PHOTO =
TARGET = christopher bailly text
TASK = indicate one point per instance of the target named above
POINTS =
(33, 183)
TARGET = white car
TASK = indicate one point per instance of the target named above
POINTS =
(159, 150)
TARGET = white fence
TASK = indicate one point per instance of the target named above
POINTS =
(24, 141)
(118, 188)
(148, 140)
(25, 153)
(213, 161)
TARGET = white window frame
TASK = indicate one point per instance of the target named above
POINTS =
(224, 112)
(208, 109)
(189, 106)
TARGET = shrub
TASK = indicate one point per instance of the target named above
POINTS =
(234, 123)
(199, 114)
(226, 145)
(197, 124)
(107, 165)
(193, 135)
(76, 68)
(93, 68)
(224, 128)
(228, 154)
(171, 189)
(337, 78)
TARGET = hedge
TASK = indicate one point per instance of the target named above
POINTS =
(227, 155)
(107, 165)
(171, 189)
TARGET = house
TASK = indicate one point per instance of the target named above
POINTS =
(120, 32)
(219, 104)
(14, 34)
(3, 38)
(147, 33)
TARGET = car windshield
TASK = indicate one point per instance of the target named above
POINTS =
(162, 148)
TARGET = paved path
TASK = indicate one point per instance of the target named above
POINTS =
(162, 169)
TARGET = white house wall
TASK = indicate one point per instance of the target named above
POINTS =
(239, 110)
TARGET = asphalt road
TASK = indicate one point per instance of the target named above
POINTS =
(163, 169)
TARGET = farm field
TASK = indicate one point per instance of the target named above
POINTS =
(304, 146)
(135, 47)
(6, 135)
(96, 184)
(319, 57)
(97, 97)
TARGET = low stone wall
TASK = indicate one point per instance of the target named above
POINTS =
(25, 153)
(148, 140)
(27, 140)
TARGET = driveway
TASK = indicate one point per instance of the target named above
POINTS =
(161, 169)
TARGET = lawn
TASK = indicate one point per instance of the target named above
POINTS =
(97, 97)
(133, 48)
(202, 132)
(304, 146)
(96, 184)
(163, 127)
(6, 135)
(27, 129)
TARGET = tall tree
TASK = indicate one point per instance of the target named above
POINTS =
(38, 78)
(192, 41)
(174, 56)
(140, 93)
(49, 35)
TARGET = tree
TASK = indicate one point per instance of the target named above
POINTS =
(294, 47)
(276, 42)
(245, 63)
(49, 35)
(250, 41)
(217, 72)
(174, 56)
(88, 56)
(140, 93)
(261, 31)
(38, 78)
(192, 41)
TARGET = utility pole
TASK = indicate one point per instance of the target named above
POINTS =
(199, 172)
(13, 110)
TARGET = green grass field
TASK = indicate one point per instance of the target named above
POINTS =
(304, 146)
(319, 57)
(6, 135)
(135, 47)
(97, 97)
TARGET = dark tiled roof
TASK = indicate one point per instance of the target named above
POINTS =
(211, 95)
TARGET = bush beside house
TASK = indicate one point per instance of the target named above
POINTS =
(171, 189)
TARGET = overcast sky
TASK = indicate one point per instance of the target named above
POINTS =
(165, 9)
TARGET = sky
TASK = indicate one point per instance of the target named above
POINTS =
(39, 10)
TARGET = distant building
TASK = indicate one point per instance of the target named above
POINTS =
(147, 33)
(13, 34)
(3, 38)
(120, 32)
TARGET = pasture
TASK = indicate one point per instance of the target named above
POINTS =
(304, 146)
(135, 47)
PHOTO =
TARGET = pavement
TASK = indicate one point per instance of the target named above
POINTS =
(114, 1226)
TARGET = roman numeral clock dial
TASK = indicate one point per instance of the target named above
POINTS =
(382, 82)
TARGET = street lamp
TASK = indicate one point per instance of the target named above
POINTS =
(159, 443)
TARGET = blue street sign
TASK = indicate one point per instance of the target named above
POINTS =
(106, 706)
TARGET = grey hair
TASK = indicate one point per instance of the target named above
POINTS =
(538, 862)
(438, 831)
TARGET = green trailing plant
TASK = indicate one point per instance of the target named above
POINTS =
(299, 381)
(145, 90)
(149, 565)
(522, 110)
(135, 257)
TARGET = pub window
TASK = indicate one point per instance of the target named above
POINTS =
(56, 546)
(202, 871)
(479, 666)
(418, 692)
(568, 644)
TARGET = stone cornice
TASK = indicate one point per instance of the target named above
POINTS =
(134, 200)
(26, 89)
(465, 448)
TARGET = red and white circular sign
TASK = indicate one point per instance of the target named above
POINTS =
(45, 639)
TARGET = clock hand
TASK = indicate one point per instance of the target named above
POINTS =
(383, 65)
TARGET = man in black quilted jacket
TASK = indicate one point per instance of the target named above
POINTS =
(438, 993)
◇ ◇ ◇ ◇ ◇
_GIVEN EXERCISE_
Every entry should be output exactly as written, please.

_RESPONSE BELOW_
PHOTO =
TARGET = christopher bailly text
TASK = indicate one point per instance of the target named above
POINTS =
(33, 183)
TARGET = white car
TASK = indicate one point per instance of the target named above
POINTS =
(159, 150)
TARGET = white fence
TASK = indicate one point per instance of the target named above
POINTS =
(24, 141)
(118, 188)
(148, 140)
(25, 153)
(213, 161)
TARGET = white window frame
TASK = indicate one point per instance of the target named above
POINTS =
(224, 112)
(208, 109)
(189, 106)
TARGET = shrub
TASK = indicate one point per instance of the target named above
POINTS =
(234, 123)
(199, 114)
(226, 145)
(197, 124)
(107, 165)
(193, 135)
(76, 68)
(93, 68)
(224, 128)
(228, 154)
(171, 189)
(337, 78)
TARGET = hedge
TASK = indicate one point per instance of the target named above
POINTS =
(227, 155)
(107, 165)
(171, 189)
TARGET = house
TASK = indicate one point per instance of the target named above
POINTS =
(120, 32)
(219, 104)
(14, 34)
(3, 38)
(147, 33)
TARGET = car windshield
TASK = indicate one point per instance of the target named above
POINTS =
(162, 148)
TARGET = paved path
TASK = indicate one point per instance of the target named above
POINTS =
(162, 169)
TARGET = white house wall
TASK = indicate one point per instance of the target named above
POINTS =
(239, 110)
TARGET = asphalt road
TASK = indicate one point per instance of the target named above
POINTS =
(163, 169)
TARGET = farm field
TASK = indicate one point per instance of the target named above
POINTS =
(304, 146)
(135, 47)
(6, 135)
(96, 184)
(319, 57)
(97, 97)
TARGET = low stone wall
TASK = indicate one point per instance of the target named above
POINTS =
(25, 153)
(148, 140)
(27, 140)
TARGET = driveway
TASK = indicate one point per instance of the target named above
POINTS =
(161, 169)
TARGET = lawn
TASK = indicate one point per instance of the target named above
POINTS =
(97, 97)
(133, 48)
(202, 132)
(304, 146)
(96, 184)
(163, 127)
(6, 135)
(27, 129)
TARGET = tall tree
TASK = indicate one point per instance of the target named above
POINTS =
(38, 78)
(192, 41)
(174, 56)
(140, 93)
(49, 35)
TARGET = tree
TASK = indicate one point per instance of the target named above
POINTS =
(294, 47)
(276, 42)
(245, 63)
(49, 35)
(250, 41)
(217, 72)
(174, 56)
(88, 56)
(140, 93)
(261, 31)
(38, 78)
(192, 41)
TARGET = utility pole
TASK = indicate one point per instance of the target named above
POINTS =
(199, 172)
(13, 110)
TARGET = green grass field
TASK = indicate one point per instance of the target named above
POINTS =
(304, 146)
(319, 57)
(6, 135)
(135, 47)
(97, 97)
TARGET = dark tiled roof
TASK = indicate one point per instance of the target named above
POINTS =
(211, 95)
TARGET = bush beside house
TASK = indicate one point per instance of the target named above
POINTS =
(171, 189)
TARGET = overcast sky
TASK = indicate one point per instance of the target named above
POINTS =
(165, 9)
TARGET = sky
TASK = indicate one point per instance of the target named above
POINTS =
(39, 10)
TARGET = distant building
TASK = indicate one point per instance of the target named above
POINTS =
(147, 33)
(13, 34)
(3, 38)
(120, 32)
TARGET = pasture
TASK = indicate one point per instance of the target named above
POINTS =
(304, 146)
(135, 47)
PHOTO =
TARGET = pavement
TASK = indicate one point per instance of the target named above
POINTS =
(114, 1226)
TARGET = roman numeral clock dial
TASK = indicate one point per instance of the target named above
POINTS =
(382, 82)
TARGET = street lamp
TASK = indicate one point per instance of the target named above
POINTS =
(159, 443)
TARGET = blue street sign
TASK = indicate one point per instance of the target named above
POINTS =
(106, 706)
TARGET = grey hair
TASK = indicate one point per instance of the target named above
POINTS =
(538, 862)
(438, 831)
TARGET = green trailing plant
TASK = indicate one point per instance of the target named above
POINTS =
(299, 381)
(145, 90)
(149, 565)
(522, 110)
(135, 257)
TARGET = pub window
TASK = indicate one point per instance of the target named above
POINTS =
(56, 546)
(202, 871)
(479, 666)
(418, 692)
(568, 644)
TARGET = stone cornice
TASK = indicate one point per instance of the target named above
POINTS =
(134, 200)
(26, 89)
(465, 448)
TARGET = red and white circular sign
TASK = indicate one point per instance of the target named above
POINTS =
(45, 639)
TARGET = clock hand
TASK = indicate one point per instance of the target named above
POINTS =
(383, 65)
TARGET = man in black quilted jacket
TASK = indicate one point per instance of the target named above
POINTS =
(438, 993)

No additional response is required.